The task: Rewrite the lines from the one that contains "Target: cat's mouth" through the end of the items, replacing "white" with "pale" and leaving everything else unchanged.

(Rows from a pointing dataset)
= = =

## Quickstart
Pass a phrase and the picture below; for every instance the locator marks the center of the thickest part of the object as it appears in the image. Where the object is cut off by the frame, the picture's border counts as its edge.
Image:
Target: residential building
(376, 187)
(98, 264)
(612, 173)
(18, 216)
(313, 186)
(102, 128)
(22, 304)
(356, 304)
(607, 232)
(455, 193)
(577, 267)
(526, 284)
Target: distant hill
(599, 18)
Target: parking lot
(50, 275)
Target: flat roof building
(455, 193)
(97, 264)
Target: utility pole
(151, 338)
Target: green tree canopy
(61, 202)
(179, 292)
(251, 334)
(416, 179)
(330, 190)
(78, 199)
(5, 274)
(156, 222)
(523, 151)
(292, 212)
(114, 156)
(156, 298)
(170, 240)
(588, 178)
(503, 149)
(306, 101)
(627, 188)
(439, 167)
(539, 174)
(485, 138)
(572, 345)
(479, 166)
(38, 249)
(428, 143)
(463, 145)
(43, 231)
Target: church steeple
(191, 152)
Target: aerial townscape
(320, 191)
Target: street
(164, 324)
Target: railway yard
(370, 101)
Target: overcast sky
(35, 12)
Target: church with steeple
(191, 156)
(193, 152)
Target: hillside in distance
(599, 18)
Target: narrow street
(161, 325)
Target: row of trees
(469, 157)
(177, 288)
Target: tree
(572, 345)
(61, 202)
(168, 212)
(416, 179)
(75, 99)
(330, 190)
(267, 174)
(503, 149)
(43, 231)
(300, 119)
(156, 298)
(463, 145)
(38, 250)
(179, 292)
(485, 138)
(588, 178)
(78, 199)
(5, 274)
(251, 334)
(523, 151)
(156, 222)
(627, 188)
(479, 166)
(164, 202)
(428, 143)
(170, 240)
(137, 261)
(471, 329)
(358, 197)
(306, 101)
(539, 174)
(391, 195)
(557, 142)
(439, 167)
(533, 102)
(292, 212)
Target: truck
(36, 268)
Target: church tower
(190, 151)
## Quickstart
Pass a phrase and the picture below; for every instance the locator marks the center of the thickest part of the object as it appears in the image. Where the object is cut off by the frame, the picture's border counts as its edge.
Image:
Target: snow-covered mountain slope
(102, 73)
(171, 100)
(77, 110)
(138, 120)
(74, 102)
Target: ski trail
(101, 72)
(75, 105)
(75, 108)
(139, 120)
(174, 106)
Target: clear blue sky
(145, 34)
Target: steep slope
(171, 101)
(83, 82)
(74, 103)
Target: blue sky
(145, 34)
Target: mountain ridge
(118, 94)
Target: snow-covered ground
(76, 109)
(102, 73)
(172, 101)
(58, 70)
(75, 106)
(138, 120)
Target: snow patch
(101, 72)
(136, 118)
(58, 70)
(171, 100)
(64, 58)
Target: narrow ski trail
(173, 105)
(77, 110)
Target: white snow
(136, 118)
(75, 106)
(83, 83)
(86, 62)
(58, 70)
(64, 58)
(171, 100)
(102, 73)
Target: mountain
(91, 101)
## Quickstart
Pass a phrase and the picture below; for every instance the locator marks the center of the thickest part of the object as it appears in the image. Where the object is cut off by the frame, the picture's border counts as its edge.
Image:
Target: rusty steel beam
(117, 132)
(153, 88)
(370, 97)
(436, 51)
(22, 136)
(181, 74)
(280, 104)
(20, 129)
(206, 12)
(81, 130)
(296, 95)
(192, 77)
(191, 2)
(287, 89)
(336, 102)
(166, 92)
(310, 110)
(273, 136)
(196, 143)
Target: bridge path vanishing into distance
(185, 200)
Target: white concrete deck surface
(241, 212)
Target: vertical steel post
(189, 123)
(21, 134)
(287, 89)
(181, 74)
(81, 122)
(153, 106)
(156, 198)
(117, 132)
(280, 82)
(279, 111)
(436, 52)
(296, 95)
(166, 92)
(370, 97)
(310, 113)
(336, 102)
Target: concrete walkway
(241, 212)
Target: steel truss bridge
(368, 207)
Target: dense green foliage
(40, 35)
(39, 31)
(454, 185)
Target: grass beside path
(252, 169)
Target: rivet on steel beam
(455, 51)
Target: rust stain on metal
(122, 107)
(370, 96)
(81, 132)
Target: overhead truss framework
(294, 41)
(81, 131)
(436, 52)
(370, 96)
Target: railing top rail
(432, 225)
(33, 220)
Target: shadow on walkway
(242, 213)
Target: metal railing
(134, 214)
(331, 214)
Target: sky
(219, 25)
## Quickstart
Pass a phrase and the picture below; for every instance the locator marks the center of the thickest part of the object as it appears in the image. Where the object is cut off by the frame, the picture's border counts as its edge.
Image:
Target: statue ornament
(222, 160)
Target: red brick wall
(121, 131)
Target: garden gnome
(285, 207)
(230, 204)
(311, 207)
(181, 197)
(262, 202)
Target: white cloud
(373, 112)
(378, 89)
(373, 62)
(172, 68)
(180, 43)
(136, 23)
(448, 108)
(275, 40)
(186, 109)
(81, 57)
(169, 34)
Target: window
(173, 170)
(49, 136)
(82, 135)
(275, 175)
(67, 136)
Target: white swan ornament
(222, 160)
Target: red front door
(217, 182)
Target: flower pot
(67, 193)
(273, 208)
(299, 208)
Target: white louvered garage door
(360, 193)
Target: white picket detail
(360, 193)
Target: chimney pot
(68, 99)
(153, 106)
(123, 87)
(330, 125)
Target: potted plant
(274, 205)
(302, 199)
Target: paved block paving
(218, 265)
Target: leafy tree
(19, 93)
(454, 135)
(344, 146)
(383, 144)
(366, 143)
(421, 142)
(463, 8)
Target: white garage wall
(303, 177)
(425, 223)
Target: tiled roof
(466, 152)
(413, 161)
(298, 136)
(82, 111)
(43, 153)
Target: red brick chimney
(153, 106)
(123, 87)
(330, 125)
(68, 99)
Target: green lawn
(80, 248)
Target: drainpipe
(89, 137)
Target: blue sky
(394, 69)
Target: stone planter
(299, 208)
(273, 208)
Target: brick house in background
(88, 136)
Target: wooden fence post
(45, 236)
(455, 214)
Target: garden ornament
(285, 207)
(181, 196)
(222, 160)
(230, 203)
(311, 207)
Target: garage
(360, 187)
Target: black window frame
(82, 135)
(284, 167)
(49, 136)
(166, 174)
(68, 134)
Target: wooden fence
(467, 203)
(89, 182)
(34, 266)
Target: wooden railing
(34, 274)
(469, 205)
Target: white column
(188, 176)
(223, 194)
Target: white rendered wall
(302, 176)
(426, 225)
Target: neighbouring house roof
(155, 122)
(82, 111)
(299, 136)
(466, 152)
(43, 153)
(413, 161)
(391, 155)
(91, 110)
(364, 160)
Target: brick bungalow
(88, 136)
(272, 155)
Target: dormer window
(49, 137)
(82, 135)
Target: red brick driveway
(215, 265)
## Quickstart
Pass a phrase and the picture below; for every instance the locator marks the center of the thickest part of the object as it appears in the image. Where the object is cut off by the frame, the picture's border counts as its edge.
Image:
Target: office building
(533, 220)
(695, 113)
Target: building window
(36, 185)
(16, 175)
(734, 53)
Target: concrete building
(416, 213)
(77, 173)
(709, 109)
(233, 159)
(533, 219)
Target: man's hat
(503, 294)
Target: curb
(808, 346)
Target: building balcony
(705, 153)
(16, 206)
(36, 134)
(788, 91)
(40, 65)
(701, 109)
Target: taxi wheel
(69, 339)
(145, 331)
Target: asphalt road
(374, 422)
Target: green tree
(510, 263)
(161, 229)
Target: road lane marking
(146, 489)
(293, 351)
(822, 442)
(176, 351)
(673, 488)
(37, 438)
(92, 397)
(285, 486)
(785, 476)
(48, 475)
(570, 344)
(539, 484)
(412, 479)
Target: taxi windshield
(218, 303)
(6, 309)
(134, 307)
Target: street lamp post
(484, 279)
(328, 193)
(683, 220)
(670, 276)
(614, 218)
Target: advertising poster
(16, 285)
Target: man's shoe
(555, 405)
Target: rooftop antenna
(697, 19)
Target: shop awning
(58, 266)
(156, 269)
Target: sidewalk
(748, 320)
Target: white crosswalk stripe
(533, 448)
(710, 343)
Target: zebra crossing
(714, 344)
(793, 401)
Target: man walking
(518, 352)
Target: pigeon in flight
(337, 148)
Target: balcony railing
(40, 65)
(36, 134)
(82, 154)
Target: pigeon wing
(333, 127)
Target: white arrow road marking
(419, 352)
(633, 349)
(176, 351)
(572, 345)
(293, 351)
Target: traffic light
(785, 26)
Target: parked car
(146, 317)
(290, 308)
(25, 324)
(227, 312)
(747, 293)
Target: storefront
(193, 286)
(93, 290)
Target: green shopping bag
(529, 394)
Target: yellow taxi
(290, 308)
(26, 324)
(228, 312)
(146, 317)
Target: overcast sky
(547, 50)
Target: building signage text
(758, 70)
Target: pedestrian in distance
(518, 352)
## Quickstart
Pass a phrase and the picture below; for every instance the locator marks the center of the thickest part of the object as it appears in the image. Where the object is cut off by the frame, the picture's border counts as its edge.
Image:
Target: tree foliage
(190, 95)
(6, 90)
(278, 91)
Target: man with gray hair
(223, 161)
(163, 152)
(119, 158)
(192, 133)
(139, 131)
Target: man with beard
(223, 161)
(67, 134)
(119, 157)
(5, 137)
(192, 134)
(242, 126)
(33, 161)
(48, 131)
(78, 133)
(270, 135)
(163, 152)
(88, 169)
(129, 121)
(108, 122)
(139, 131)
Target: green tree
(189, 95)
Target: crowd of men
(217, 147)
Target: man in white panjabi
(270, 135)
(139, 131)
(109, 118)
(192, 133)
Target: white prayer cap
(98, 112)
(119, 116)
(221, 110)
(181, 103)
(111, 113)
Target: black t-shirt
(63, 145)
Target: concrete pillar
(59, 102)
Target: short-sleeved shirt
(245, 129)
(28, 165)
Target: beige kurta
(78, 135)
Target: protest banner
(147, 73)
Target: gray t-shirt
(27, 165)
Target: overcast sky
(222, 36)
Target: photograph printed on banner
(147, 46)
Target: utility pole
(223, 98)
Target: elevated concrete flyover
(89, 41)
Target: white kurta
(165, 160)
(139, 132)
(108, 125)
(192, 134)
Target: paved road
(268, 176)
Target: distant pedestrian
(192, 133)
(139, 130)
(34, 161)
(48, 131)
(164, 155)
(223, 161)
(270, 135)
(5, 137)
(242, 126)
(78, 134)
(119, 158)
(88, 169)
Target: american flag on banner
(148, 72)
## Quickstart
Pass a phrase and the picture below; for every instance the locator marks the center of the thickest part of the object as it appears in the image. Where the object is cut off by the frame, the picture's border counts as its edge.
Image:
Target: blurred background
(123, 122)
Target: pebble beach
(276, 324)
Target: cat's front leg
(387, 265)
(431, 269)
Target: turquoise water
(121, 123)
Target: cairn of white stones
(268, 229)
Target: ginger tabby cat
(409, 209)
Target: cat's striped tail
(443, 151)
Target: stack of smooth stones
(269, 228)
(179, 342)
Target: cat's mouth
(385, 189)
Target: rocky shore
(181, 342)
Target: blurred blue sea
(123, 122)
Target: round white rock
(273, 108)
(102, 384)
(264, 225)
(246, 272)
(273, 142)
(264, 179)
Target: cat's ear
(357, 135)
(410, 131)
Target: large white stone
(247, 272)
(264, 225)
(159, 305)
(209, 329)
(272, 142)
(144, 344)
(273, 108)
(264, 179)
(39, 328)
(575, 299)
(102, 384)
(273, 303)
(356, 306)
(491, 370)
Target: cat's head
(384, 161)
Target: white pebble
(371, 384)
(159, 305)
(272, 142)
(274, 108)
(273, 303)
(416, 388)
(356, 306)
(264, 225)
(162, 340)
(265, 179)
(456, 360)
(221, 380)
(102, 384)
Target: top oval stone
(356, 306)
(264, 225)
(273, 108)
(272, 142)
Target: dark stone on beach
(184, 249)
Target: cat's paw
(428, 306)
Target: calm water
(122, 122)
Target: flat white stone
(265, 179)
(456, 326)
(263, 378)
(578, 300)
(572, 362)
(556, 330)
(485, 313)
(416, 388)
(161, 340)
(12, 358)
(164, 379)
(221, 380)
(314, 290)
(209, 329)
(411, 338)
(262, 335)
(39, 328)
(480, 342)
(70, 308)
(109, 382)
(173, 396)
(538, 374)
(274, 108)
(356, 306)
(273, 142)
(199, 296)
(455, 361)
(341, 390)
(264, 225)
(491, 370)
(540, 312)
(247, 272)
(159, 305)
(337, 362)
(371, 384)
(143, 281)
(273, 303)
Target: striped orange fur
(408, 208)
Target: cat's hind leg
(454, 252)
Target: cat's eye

= = =

Exercise answer:
Target: cat's mouth
(385, 189)
Target: rocky shore
(181, 342)
Target: blurred blue sea
(123, 122)
Target: round pale rock
(273, 108)
(102, 384)
(264, 225)
(246, 272)
(273, 142)
(264, 179)
Target: cat's ear
(357, 135)
(410, 131)
Target: large pale stone
(247, 272)
(264, 225)
(159, 305)
(209, 329)
(272, 142)
(144, 344)
(273, 108)
(264, 179)
(39, 328)
(575, 299)
(102, 384)
(273, 303)
(356, 306)
(491, 370)
Target: cat's head
(384, 161)
Target: pale pebble
(371, 384)
(159, 305)
(272, 142)
(274, 108)
(273, 303)
(416, 388)
(356, 306)
(264, 225)
(162, 340)
(265, 179)
(456, 360)
(221, 380)
(102, 384)
Target: top oval stone
(356, 306)
(264, 225)
(273, 108)
(272, 142)
Target: dark stone on beach
(184, 249)
Target: cat's paw
(428, 306)
Target: calm water
(122, 122)
Target: flat pale stone
(265, 179)
(456, 326)
(263, 378)
(578, 300)
(572, 362)
(556, 330)
(485, 313)
(416, 388)
(161, 340)
(12, 358)
(164, 379)
(221, 380)
(314, 290)
(209, 329)
(411, 338)
(262, 335)
(39, 328)
(480, 342)
(70, 308)
(109, 382)
(173, 396)
(538, 374)
(274, 108)
(356, 306)
(273, 142)
(199, 296)
(455, 361)
(341, 390)
(264, 225)
(491, 370)
(540, 312)
(247, 272)
(159, 305)
(337, 362)
(371, 384)
(143, 281)
(273, 303)
Target: striped orange fur
(408, 208)
Target: cat's hind leg
(454, 252)
Target: cat's eye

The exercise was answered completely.